— Begin Information supplied —

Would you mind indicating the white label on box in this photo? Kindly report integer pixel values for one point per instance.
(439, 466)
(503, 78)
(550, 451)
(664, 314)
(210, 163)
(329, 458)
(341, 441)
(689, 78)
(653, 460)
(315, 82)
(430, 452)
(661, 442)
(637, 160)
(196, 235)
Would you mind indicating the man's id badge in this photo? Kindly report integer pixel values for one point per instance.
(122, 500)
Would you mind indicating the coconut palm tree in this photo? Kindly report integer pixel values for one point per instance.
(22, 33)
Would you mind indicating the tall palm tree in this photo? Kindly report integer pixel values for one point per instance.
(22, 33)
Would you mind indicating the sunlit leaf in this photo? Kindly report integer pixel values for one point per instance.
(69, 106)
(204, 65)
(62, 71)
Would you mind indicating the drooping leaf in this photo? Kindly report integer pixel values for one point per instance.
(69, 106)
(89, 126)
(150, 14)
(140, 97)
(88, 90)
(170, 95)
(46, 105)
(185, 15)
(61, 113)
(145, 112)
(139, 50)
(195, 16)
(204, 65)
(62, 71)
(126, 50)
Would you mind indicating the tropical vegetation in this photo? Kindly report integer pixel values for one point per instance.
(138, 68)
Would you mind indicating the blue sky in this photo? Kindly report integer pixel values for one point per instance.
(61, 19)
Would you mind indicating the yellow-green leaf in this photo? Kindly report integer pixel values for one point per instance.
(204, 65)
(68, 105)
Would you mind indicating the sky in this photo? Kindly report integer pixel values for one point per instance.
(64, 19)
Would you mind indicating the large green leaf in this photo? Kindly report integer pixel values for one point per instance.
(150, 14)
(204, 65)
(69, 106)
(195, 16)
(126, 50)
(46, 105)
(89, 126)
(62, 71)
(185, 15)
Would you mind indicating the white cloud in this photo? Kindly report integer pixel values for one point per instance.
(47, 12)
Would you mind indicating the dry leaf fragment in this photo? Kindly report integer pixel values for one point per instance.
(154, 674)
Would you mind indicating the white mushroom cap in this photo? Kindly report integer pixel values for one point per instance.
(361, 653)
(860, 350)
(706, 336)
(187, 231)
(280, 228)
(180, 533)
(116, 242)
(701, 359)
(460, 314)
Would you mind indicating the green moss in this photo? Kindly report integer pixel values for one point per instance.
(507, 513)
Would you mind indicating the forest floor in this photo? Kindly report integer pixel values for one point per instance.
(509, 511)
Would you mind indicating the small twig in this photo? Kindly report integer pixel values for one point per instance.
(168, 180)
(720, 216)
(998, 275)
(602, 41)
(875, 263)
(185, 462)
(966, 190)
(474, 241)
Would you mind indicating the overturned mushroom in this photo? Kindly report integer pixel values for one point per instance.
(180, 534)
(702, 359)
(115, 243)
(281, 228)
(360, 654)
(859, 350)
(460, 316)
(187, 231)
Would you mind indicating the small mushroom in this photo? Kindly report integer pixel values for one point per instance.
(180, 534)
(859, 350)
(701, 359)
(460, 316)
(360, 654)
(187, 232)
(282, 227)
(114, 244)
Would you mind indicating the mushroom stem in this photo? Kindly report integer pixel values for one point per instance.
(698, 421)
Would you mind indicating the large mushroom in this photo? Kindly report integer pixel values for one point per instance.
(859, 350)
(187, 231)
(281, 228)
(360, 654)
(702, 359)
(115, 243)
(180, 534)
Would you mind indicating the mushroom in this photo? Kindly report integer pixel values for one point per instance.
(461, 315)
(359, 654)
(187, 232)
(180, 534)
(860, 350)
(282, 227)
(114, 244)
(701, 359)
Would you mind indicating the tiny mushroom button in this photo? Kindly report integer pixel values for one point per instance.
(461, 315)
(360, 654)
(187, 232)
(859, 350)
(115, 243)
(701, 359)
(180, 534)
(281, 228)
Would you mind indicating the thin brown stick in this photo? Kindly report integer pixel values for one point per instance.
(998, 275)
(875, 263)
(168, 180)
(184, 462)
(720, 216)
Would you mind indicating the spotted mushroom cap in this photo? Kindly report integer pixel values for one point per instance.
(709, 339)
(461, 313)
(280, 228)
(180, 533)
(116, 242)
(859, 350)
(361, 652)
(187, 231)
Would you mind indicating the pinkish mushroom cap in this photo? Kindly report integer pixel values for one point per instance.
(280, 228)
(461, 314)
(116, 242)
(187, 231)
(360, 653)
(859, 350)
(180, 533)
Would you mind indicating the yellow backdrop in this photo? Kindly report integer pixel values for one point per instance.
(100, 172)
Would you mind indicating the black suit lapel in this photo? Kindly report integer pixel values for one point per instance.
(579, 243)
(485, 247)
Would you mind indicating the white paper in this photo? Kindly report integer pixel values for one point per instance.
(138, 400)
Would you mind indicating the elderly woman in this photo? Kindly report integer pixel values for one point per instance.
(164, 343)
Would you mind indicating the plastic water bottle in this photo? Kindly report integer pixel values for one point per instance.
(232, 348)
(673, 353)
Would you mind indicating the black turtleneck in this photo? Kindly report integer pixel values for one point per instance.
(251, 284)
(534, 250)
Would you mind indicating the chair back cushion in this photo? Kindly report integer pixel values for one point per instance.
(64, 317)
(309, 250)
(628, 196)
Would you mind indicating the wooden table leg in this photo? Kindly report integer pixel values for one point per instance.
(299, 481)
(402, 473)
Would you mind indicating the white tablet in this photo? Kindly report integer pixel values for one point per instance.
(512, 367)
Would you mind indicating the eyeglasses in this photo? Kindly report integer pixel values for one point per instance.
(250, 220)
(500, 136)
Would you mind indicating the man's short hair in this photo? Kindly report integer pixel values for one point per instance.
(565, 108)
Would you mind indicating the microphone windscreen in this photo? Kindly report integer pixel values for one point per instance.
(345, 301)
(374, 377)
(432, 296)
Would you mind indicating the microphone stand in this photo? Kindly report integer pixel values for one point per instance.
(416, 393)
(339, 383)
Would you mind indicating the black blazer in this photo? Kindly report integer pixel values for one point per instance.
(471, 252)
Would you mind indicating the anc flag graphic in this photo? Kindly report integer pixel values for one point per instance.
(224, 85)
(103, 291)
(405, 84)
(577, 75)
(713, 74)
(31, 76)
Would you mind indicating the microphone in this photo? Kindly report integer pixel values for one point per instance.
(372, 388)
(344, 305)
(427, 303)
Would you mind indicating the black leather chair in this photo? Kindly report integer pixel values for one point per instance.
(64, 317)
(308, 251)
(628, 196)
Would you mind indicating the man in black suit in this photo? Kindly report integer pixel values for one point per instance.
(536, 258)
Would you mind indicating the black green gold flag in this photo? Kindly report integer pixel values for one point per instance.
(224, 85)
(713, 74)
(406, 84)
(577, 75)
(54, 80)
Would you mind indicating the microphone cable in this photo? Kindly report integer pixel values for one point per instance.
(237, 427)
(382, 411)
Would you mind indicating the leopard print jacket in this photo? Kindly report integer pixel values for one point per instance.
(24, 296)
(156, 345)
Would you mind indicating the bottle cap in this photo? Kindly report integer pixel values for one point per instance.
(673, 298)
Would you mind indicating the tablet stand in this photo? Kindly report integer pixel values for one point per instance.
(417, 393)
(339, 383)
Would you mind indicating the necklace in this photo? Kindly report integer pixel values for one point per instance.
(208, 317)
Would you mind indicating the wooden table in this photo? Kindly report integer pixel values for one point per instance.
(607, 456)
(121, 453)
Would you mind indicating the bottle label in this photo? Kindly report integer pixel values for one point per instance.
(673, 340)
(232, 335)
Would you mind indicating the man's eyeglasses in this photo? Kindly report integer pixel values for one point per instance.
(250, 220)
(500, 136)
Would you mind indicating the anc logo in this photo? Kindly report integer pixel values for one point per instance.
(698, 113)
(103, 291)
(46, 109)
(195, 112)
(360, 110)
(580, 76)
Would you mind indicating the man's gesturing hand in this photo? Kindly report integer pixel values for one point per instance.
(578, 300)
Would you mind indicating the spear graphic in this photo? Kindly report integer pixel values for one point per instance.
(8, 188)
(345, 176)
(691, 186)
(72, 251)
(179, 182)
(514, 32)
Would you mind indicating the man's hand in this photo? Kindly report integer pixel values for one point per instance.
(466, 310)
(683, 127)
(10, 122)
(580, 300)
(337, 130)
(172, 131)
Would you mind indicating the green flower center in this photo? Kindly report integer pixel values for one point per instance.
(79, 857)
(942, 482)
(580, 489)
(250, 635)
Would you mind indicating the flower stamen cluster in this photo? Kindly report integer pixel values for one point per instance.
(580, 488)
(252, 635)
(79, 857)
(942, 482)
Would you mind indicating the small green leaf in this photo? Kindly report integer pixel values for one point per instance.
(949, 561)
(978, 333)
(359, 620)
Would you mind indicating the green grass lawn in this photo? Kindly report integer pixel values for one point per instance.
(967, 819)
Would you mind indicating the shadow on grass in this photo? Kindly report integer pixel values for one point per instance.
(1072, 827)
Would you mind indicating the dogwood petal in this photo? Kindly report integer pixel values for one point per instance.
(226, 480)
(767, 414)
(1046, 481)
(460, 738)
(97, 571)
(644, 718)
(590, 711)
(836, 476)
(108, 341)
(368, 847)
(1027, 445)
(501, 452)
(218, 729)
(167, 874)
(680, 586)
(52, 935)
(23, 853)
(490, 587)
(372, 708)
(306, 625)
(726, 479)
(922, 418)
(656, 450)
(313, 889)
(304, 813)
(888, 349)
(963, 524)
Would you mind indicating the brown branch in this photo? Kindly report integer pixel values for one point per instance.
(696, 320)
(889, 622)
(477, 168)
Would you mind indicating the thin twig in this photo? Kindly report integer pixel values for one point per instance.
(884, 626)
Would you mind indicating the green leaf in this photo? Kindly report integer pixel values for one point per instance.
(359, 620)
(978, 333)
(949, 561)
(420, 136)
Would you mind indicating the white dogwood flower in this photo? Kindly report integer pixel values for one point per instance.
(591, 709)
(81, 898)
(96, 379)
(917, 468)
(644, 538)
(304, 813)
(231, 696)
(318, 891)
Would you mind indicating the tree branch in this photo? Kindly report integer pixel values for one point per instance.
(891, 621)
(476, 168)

— End Information supplied —

Render the entries from the line containing "Would you mind indicating the thin twig" through the end of the entries as a Markdown table with two columns, Row and Line. Number each row and leave out any blank lines.

▶ Output
| Row | Line |
|---|---|
| 1 | Would you mind indicating the thin twig in this photo? Kindly report integer pixel values for one point per instance. |
| 2 | (884, 626) |
| 3 | Would you mind indicating the green leaf in this photo? Kindly report integer pixel values for one point per instance. |
| 4 | (359, 620) |
| 5 | (978, 333) |
| 6 | (949, 561) |
| 7 | (420, 136) |
| 8 | Would you mind indicating the white dogwood flower in this photo? Kindly report integer pixel values for one point per instance. |
| 9 | (591, 709) |
| 10 | (81, 898) |
| 11 | (96, 379) |
| 12 | (917, 468) |
| 13 | (644, 538) |
| 14 | (304, 813) |
| 15 | (231, 696) |
| 16 | (318, 891) |
| 17 | Would you mind indicating the tree branch in this photo? Kindly report integer pixel values for one point per instance. |
| 18 | (891, 621) |
| 19 | (476, 168) |